In [30]:
import numpy as np
import matplotlib.pyplot as plt
import pandas as pd

In [31]:
import statsmodels.api as sm
import sklearn.model_selection as skm
import sklearn.linear_model as skl
from sklearn.preprocessing import StandardScaler
from ISLP import load_data
from ISLP.models import ModelSpec as MS
from functools import partial
from sklearn.pipeline import Pipeline
from sklearn.decomposition import PCA
from sklearn.cross_decomposition import PLSRegression
from ISLP.models import \
    (Stepwise,
     sklearn_selected,
     sklearn_selection_path)
from l0bnb import fit_path
from sklearn.model_selection import train_test_split

In [32]:
### From the ISLP book ###
def CE(estimator, X, Y): #Cp is negative, since sklearn tries to maximize the score, but we want to minimize Cp
    "Cross Entropy"
    Yhat = estimator.predict(X)
    maskIsMigrator = Y == 1
    maskIsNotMigrator = Y == 0
    CrossEntropy = np.mean(
        Y[maskIsMigrator]*np.log(Yhat[maskIsMigrator])
        ) + np.mean(
            (1-Y[maskIsNotMigrator])*np.log(Yhat[maskIsNotMigrator])
            )
    return -CrossEntropy

In [33]:
Df = pd.read_csv('Faellesdata_cleaned.csv')


In [34]:
x_train, x_test, y_train, y_test = train_test_split(Df.drop('IsMigratorInt', axis=1), Df['IsMigratorInt'], test_size=0.2, random_state=42)

In [35]:
### From the ISLP book ###
design = MS(x_train).fit(x_train, y_train)
Y = np.array(y_train)
X = design.transform(x_train, y_train)
# sigma2 = sm.GLM(Y, X, family = sm.families.Binomial()).fit().scale
Cross_Entropy = partial(CE)

strategy = Stepwise.first_peak(design,
                               direction = 'forward',
                               max_terms = len(design.terms))

In [36]:
from sklearn.metrics import accuracy_score

In [37]:
#Forward selection using Cross Entropy'
fit = partial(sm.GLM, family = sm.families.Binomial())
Y_CE = sklearn_selected(fit,
                        strategy,
                        scoring = CE)
Y_CE.fit(X, Y)
forward_accuracy = accuracy_score(y_test, Y_CE.predict(x_test) > 0.5)
forward = Y_CE.selected_state_
forward

('Rcyl', 'age', 'cfe', 'mass', 'mgfe', 'phi', 'vRcyl', 'vphi', 'vz')

In [38]:
#We repeat the same, but in the backwards direction
strategy = Stepwise.first_peak(design,
                                 direction = 'backwards',
                                 max_terms = len(design.terms))

In [39]:
#Backwards selection using Cp
fit = partial(sm.GLM, family = sm.families.Binomial())

● WHAT IS BEING ASKED
Extract verbatim everything in the feature-selection notebook above from "Y = np.array(y_train)" down to "Cross_Entropy = partial(CE)".

● DATA BLOCK
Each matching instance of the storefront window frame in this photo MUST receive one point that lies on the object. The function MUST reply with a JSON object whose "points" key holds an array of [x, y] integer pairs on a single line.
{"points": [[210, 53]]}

● CORRECT OUTPUT
Y = np.array(y_train)
X = design.transform(x_train, y_train)
# sigma2 = sm.GLM(Y, X, family = sm.families.Binomial()).fit().scale
Cross_Entropy = partial(CE)